Exercise: Could you copy every line of the data that contains the word "road"?

Material for this task:
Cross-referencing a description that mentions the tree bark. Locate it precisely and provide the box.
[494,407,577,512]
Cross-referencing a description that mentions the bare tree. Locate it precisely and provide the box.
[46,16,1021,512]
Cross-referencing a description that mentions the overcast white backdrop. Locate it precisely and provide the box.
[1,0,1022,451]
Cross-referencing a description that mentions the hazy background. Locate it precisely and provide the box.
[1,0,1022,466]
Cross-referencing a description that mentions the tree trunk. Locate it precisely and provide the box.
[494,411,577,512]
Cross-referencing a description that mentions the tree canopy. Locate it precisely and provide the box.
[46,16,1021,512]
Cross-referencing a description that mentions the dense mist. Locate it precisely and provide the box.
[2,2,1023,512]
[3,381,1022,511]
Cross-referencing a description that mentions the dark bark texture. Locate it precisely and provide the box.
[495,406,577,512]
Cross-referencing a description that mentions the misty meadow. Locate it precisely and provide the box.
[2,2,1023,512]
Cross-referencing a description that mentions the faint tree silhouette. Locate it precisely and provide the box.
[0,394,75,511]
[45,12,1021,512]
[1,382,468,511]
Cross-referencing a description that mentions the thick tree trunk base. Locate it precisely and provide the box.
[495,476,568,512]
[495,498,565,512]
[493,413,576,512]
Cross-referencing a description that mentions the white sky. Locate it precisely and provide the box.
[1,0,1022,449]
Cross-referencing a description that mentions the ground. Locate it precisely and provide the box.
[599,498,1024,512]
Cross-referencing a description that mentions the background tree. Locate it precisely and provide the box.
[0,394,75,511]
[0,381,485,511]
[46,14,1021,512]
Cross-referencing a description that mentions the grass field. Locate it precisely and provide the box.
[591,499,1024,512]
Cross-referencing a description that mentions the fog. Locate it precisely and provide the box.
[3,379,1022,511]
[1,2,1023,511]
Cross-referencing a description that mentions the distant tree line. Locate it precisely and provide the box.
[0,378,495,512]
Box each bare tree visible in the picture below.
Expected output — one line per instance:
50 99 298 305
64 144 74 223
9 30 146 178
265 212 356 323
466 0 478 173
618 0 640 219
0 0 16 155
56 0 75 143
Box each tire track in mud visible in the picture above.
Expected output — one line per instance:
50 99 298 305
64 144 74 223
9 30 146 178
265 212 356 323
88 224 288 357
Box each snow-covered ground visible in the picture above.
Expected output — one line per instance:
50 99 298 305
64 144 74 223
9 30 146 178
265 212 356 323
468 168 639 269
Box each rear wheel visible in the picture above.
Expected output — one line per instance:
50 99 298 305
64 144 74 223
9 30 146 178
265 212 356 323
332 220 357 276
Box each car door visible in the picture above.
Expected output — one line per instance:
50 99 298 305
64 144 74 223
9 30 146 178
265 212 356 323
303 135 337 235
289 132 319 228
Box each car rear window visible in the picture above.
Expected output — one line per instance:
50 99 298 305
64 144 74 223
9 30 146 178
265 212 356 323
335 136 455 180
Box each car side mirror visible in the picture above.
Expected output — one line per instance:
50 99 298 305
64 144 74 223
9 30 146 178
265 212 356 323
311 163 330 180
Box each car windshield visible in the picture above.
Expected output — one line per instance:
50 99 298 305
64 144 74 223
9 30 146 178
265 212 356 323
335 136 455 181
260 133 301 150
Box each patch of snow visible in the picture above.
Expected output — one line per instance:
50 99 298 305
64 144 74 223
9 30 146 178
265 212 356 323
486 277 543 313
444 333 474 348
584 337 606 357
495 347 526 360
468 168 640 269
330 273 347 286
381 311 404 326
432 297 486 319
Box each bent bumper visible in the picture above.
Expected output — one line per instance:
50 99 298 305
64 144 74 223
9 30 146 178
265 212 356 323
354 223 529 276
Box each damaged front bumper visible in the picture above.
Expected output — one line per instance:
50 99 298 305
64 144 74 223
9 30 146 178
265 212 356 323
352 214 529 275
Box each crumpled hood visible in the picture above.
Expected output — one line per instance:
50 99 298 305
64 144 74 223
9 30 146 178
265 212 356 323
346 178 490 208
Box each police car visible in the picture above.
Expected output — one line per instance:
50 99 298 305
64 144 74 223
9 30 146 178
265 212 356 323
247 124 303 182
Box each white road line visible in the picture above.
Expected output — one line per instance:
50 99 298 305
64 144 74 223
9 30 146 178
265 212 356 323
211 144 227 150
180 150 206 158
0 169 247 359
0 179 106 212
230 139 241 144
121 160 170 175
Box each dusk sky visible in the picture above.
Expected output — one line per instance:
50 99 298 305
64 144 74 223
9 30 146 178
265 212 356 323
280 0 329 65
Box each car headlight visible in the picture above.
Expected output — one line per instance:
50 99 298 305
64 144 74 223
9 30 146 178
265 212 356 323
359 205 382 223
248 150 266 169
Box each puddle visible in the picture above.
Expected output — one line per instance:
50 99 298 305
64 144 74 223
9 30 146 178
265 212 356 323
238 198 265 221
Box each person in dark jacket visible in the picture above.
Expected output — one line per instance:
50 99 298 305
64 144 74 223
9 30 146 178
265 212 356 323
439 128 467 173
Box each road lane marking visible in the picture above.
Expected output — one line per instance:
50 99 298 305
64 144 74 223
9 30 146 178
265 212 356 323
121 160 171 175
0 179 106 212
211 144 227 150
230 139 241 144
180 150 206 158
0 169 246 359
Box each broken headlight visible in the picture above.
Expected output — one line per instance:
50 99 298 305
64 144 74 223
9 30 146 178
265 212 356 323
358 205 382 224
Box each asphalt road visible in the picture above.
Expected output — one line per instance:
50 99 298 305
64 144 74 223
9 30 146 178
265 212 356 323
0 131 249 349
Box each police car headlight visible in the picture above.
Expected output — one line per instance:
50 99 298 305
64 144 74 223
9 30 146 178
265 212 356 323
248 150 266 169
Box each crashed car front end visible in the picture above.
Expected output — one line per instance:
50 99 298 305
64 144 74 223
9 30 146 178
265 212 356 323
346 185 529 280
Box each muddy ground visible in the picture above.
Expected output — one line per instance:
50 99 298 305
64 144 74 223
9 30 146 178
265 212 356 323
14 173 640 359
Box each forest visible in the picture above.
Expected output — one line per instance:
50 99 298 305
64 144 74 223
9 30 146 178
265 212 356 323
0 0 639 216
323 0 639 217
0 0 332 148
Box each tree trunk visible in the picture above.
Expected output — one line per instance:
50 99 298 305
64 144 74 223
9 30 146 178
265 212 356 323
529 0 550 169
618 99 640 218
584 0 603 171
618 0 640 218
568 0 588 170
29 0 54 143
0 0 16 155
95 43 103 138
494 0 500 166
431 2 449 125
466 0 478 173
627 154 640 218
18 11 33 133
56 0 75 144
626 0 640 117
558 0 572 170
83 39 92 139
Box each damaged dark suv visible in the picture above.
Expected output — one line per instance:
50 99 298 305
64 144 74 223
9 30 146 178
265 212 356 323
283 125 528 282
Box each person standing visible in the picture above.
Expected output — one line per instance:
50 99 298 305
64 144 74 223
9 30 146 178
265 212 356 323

Task answer:
Box each white road line visible in the picture above.
Box each road lane marking visible in the picture above.
Box each asphalt road visible in the picture above.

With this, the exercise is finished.